Task to complete:
Each line of the data below goes into the copy exactly; pictures do not.

--------------------------------------------------

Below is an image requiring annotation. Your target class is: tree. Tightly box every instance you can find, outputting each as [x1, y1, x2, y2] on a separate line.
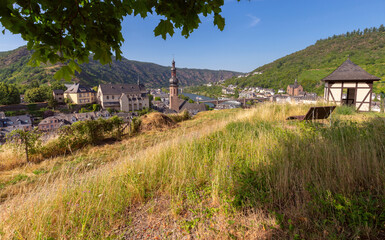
[24, 87, 47, 103]
[28, 80, 40, 89]
[0, 82, 20, 105]
[0, 1, 231, 80]
[92, 104, 101, 112]
[39, 85, 53, 100]
[379, 24, 385, 33]
[234, 89, 239, 98]
[179, 94, 190, 101]
[47, 95, 58, 109]
[50, 81, 67, 91]
[6, 128, 42, 163]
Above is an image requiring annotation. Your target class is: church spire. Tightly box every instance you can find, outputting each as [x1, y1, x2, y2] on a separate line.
[169, 59, 178, 86]
[169, 59, 179, 111]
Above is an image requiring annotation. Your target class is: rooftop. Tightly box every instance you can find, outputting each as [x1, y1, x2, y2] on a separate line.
[322, 59, 381, 82]
[64, 83, 95, 93]
[99, 83, 146, 95]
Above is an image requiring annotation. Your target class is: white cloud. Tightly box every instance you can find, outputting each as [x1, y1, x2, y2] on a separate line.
[247, 14, 261, 27]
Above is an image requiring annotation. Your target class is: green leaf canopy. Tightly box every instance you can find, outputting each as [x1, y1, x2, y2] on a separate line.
[0, 0, 233, 80]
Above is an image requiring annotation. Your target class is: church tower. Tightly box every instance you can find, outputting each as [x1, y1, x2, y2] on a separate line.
[169, 59, 179, 111]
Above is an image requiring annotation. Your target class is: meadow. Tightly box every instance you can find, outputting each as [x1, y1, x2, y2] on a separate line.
[0, 103, 384, 239]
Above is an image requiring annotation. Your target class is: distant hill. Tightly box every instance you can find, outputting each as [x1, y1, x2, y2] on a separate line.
[226, 26, 385, 95]
[0, 46, 241, 88]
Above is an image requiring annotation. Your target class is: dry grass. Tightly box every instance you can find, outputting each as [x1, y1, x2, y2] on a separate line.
[0, 103, 384, 239]
[140, 112, 176, 132]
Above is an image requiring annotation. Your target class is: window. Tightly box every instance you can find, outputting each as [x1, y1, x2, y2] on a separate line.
[112, 95, 114, 99]
[51, 125, 53, 128]
[107, 96, 109, 100]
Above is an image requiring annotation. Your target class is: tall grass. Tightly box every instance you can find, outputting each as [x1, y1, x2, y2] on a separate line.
[1, 103, 384, 239]
[335, 105, 356, 115]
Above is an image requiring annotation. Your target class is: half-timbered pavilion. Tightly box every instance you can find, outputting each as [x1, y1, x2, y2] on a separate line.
[323, 59, 380, 111]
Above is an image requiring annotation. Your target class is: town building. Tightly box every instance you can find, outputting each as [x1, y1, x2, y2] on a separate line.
[239, 91, 256, 99]
[64, 83, 96, 104]
[214, 101, 242, 110]
[323, 59, 380, 111]
[0, 114, 33, 132]
[287, 79, 304, 96]
[222, 88, 235, 95]
[97, 83, 149, 111]
[53, 89, 65, 103]
[38, 116, 68, 131]
[38, 111, 111, 131]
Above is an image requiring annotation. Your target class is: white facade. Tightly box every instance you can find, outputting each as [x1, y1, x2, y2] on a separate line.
[324, 82, 373, 111]
[97, 84, 149, 112]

--------------------------------------------------

Answer section:
Below is an image requiring annotation. Your target class is: tree. Tightly box every instance you can find, outputting each as [x1, y1, x2, y2] on a separate line.
[24, 87, 47, 103]
[28, 80, 40, 89]
[0, 82, 20, 105]
[0, 1, 231, 80]
[92, 104, 101, 112]
[39, 85, 53, 100]
[379, 24, 385, 33]
[234, 89, 239, 98]
[179, 94, 190, 101]
[47, 95, 58, 109]
[50, 81, 67, 91]
[6, 128, 42, 163]
Above is an image requiring annotation. Your target class is: church spire. Tightly box every instance you can find, outputting each as [x1, y1, x2, y2] on a separate line.
[169, 59, 178, 86]
[169, 59, 179, 111]
Above is an image requiring annotation. Your target class is: rooftop. Tightly box every instance you can find, outputting each as [x1, y1, x2, y2] on a separate line.
[322, 59, 381, 82]
[64, 83, 95, 93]
[99, 83, 146, 95]
Above is an image requiring annotation. Your target class is: white cloud. Tightly box every instance you can find, outputting each as [x1, y1, x2, y2] on a separate line.
[247, 14, 261, 27]
Above is an image requiring annotation. Your target class is: green leaf canopy. Tightly box every instance you can find, outputting each as [x1, y1, x2, y2] on a separate line.
[0, 0, 233, 80]
Above is an image requiring annotation. Your target class is: church tower. Tightly box every instance you can find, outputting each as [x1, y1, x2, y2] on a separate line.
[169, 59, 179, 111]
Above is an image requiring annotation. Your target class is: meadow. Tightly box every instance you can find, outputting each as [x1, y1, x2, y2] on a separate line.
[0, 103, 384, 239]
Above is an image requiring annotation. Your target class is: distant hill. Tightly box every instance you can find, outputting each as [x1, y1, x2, y2] on a separate line.
[226, 26, 385, 95]
[0, 46, 241, 88]
Above is an image requiring annotation. Your target class is: dry grass. Tightly box every instance you can find, outputting each as [x1, y1, x2, y2] on a separate line.
[0, 103, 384, 239]
[140, 112, 176, 132]
Above is an image requiring annotation. Your target class is: window. Tightly box every instance you can find, outputting each as [x1, y1, x2, y2] on a separate line.
[112, 95, 114, 99]
[51, 125, 53, 128]
[107, 96, 109, 100]
Above is an image requiring annotation. Your target class is: tall grass. Tightly box every instance you can find, outputting each as [x1, y1, x2, y2] on a separate line.
[1, 103, 384, 239]
[335, 105, 356, 115]
Above is an image requiring annotation. Your target class is: half-timbered pavilion. Tightly box every instance you can find, outputting each as [x1, y1, x2, y2] on a separate line.
[323, 59, 380, 111]
Above is an image requiring annotation. Your target class is: town building. Tightly box every instance you can find, outputting each as [x1, y1, x2, y2] on a separate line.
[239, 91, 256, 99]
[64, 83, 96, 104]
[214, 101, 242, 110]
[323, 59, 380, 111]
[0, 114, 33, 132]
[287, 79, 304, 96]
[222, 88, 235, 95]
[97, 83, 149, 111]
[53, 89, 65, 103]
[38, 116, 68, 131]
[38, 111, 111, 131]
Above is an image requiring annotation. Your target class is: white facade. Tightly box every instance you can find, outputting each as [x1, y1, x2, y2] on a separate line.
[324, 82, 373, 111]
[97, 84, 149, 112]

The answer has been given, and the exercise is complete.